The expected output is each line below containing "forest", copied in full.

○ ○ ○

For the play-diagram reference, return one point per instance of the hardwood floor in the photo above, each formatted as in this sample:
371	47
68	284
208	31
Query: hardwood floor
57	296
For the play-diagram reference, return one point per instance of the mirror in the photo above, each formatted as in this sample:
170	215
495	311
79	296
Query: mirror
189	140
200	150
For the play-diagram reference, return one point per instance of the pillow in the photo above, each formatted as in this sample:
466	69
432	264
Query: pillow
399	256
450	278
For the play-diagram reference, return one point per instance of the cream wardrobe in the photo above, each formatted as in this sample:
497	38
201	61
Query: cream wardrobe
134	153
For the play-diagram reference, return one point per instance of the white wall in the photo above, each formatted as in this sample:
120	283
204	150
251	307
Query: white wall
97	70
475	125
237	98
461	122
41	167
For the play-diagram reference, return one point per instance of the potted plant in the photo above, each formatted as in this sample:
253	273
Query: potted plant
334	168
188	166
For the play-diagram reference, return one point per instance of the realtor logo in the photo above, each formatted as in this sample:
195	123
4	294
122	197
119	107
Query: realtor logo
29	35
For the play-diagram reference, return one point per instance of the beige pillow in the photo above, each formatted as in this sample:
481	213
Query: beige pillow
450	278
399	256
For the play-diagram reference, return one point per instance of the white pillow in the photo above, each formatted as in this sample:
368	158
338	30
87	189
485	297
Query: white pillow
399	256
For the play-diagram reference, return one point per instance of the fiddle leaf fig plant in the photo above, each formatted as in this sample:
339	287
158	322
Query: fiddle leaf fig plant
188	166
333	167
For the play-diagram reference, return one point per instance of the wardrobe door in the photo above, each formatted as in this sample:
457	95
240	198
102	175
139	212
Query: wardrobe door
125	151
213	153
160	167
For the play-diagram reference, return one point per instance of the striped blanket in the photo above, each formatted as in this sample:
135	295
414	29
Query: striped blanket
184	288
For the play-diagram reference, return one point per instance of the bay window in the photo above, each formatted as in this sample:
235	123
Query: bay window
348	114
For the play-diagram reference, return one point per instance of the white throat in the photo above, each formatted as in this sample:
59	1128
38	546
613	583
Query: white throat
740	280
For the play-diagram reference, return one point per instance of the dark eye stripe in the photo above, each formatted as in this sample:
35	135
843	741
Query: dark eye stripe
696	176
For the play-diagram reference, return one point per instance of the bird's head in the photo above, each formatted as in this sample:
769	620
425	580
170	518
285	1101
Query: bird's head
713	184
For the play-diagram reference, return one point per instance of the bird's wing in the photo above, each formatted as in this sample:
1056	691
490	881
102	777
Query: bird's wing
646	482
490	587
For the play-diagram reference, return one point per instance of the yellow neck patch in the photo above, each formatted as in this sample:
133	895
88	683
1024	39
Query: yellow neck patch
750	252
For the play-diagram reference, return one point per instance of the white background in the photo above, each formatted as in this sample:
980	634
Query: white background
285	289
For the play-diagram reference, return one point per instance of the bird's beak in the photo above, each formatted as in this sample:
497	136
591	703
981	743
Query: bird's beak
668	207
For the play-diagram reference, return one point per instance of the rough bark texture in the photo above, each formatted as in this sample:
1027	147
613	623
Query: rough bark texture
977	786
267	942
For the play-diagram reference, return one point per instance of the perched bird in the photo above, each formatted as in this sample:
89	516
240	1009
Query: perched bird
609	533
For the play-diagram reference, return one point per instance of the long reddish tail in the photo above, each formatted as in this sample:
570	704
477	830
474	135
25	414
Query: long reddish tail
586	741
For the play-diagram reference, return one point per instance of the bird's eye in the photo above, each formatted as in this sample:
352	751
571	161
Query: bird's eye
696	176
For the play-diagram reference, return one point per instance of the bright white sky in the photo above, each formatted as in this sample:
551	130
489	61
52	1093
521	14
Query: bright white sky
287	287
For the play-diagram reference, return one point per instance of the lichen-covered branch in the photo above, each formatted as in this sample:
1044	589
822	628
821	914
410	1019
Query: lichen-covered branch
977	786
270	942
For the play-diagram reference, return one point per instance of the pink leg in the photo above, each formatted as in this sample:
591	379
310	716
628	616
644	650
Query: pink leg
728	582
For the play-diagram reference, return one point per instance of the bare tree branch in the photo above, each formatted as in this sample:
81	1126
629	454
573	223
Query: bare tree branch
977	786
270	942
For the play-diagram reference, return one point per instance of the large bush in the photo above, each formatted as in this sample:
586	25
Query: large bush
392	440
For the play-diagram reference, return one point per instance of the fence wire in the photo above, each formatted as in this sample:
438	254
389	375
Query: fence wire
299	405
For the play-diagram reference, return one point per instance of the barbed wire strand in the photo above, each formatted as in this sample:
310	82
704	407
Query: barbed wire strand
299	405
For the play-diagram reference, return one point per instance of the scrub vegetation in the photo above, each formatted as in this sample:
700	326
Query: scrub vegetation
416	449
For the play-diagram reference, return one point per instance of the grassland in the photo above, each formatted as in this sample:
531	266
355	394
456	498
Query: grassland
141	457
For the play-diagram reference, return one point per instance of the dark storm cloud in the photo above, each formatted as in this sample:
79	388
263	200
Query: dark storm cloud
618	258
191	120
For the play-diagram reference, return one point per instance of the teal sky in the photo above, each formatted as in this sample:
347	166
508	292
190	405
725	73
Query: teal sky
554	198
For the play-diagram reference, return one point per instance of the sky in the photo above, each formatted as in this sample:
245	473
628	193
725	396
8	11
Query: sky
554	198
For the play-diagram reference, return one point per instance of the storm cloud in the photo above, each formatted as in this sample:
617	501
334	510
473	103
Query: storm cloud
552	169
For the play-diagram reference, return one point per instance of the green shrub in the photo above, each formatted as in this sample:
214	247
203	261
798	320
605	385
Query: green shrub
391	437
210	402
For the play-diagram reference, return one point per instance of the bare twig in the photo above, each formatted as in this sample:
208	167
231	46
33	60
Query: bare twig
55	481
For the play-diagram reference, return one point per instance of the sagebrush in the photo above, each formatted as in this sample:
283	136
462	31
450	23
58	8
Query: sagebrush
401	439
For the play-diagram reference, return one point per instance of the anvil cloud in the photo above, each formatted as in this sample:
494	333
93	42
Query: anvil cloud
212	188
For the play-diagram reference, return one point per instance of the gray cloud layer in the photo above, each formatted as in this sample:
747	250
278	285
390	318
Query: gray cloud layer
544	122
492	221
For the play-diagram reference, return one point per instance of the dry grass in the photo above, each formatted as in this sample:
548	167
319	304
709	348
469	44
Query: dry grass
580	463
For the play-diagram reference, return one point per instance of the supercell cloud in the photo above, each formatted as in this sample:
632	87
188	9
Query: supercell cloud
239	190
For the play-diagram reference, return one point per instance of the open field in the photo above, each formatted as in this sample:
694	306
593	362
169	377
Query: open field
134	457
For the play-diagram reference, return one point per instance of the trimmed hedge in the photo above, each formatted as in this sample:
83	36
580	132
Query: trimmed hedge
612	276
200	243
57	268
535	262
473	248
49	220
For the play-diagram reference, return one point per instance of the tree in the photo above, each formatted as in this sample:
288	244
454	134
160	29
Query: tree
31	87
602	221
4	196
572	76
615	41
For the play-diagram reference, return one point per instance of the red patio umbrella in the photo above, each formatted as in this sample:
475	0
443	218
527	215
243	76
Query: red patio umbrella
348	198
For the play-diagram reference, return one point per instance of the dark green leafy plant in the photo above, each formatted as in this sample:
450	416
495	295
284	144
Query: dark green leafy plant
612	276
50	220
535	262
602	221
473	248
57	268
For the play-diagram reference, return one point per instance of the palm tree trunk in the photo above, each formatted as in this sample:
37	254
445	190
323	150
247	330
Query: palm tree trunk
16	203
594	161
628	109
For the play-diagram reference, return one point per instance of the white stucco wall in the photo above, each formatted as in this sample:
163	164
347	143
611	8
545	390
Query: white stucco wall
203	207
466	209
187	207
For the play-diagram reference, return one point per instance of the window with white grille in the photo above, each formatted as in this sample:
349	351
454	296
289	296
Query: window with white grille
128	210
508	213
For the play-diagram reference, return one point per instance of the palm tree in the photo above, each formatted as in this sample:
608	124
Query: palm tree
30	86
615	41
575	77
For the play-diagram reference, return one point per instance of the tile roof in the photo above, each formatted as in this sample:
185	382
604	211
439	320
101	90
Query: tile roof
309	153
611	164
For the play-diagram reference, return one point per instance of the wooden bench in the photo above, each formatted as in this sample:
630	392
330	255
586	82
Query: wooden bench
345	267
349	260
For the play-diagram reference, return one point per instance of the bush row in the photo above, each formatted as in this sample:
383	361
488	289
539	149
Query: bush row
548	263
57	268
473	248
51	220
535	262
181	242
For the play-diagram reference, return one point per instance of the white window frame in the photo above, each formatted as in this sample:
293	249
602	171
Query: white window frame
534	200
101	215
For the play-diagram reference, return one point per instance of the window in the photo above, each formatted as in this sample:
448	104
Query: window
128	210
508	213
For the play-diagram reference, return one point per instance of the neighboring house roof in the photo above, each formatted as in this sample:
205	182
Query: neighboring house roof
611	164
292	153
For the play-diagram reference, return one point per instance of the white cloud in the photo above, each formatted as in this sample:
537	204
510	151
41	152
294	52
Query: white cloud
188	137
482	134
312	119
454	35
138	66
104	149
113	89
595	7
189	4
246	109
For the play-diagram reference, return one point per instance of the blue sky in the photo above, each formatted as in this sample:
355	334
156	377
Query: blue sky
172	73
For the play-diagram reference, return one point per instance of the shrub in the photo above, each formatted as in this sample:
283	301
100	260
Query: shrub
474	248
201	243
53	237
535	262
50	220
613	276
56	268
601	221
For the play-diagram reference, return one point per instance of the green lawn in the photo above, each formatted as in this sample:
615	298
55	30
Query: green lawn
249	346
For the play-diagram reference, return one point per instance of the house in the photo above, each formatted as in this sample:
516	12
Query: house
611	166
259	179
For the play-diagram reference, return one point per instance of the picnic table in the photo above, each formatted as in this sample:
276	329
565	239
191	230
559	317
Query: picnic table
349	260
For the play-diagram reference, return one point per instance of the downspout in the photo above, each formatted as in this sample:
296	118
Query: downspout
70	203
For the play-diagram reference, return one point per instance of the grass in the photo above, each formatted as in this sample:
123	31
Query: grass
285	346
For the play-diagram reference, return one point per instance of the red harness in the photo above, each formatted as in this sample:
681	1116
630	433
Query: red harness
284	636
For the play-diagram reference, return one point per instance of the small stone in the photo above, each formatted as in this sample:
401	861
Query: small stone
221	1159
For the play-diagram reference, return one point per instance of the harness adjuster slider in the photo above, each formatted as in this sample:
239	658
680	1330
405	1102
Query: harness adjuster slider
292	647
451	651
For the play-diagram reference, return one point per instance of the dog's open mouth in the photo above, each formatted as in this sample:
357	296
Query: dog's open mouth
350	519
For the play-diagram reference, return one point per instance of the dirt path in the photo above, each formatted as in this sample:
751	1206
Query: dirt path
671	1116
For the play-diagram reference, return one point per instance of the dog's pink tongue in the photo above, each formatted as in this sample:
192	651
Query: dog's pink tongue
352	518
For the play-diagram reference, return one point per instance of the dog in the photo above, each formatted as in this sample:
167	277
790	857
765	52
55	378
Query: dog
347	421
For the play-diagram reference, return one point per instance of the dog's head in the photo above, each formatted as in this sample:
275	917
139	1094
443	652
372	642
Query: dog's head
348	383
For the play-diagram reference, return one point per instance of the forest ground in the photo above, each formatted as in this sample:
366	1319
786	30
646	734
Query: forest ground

○ ○ ○

## Completed exercise
For the play-diagram reference, return one point per instance of the forest ground in the photo above, each formatted as in this sample:
Query: forest ground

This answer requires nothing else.